====== Verilen metin ======

Gölge, sözcük anlamıyla, ışıkla aydınlatılmış objelerin ters tarafına düşen karaltıdır.
Fakat, ilkel çağlardan bu yana gölgenin, insanoğlu için bu fiziksel olguyla karşılaştırıldığında ağır basan yan anlamları vardır.
Golge, özellikle bir metafor olarak insan gölgesi, kimi kavimlerde kişinin sahip çıkması gereken ‘ruh’u olarak kabul ediliyordu.
Antik çağlarda ise Socrates, gölgeye metafizik bir anlam yüklemişti.
Socrates’e göre, ışık mükemmel ve kutsal bir iyilik ideası ile özdeşken, içinde yaşadığımız gerçek dünyayı da içeren gölgeler dünyası, belirsizlik, bilinemezlik ve geçicilik ile karakterize ediyordu.
Böylece gerçekliği, maddesel ve ruhsal olarak ikiye ayırmıştı.

====== Sağlanan veriler ======

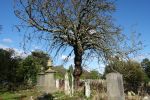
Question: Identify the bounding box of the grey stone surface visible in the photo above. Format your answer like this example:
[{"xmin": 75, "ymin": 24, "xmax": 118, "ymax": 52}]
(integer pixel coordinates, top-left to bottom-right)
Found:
[
  {"xmin": 44, "ymin": 72, "xmax": 56, "ymax": 93},
  {"xmin": 56, "ymin": 79, "xmax": 59, "ymax": 89},
  {"xmin": 37, "ymin": 68, "xmax": 57, "ymax": 93},
  {"xmin": 71, "ymin": 74, "xmax": 74, "ymax": 96},
  {"xmin": 106, "ymin": 73, "xmax": 125, "ymax": 100},
  {"xmin": 85, "ymin": 80, "xmax": 91, "ymax": 98},
  {"xmin": 65, "ymin": 73, "xmax": 71, "ymax": 95}
]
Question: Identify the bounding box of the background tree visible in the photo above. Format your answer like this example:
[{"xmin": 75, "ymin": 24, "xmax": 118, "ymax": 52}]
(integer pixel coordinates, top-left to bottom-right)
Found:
[
  {"xmin": 14, "ymin": 0, "xmax": 141, "ymax": 85},
  {"xmin": 0, "ymin": 49, "xmax": 21, "ymax": 90}
]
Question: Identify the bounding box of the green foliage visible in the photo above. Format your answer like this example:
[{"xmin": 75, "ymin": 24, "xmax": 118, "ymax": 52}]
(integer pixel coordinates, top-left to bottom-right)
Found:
[
  {"xmin": 104, "ymin": 60, "xmax": 145, "ymax": 91},
  {"xmin": 0, "ymin": 49, "xmax": 21, "ymax": 90}
]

======

## Aşağıdakileri tamamlayın
A) Gölgeyle ilgili metne göre kimi kavimler insan gölgesini ne olarak kabul ediyordu?
B) Gölgeyle ilgili metnin "Gölge, sözcük anlamıyla" diye başlayan paragrafını, ana bilgilerini koruyarak kısa bir madde listesine dönüştürebilir misin?
Buradaki listenin yapılacak işle hiçbir ilgisi yok.

## Sırasıyla yanıtlar
A) Kişinin sahip çıkması gereken ruhu olarak kabul ediyordu.

B)
- Gölge, sözcük anlamıyla, ışıkla aydınlatılan nesnelerin ters tarafına düşen karaltıdır.
- İlkel çağlardan beri gölgenin insan için bu fiziksel olgudan daha ağır basan yan anlamları vardır.
- Kimi kavimler insan gölgesini, kişinin sahip çıkması gereken ruhu olarak görüyordu.
- Antik çağda Socrates gölgeye metafizik bir anlam yükledi.
- Socrates'e göre ışık, mükemmel ve kutsal iyilik ideasıyla özdeşti.
- Gerçek dünyayı da içeren gölgeler dünyası ise belirsizlik, bilinemezlik ve geçicilikle nitelendiriliyordu.
- Böylece Socrates gerçekliği maddesel ve ruhsal olarak ikiye ayırdı.